Exercise details
Transcribe each line of the records below exactly, excluding any embedded images.

Exercise data
##########

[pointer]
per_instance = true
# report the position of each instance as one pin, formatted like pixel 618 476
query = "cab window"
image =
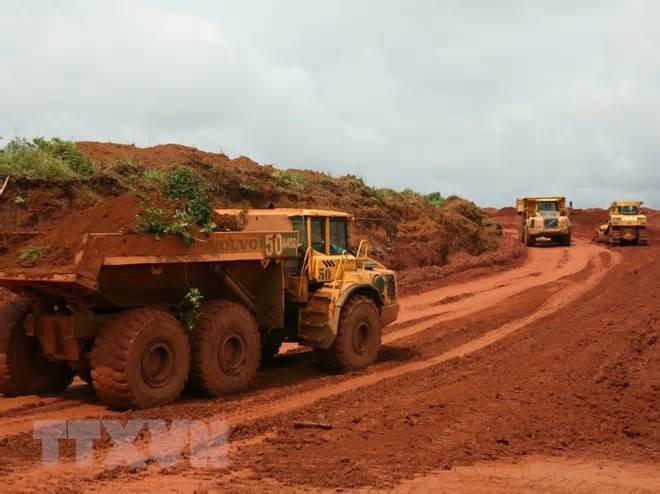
pixel 298 223
pixel 338 236
pixel 318 234
pixel 548 206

##########

Finished task
[pointer]
per_instance = true
# report the position of each instance as one pin, formatted like pixel 618 476
query = "cab window"
image =
pixel 298 223
pixel 338 236
pixel 318 234
pixel 548 206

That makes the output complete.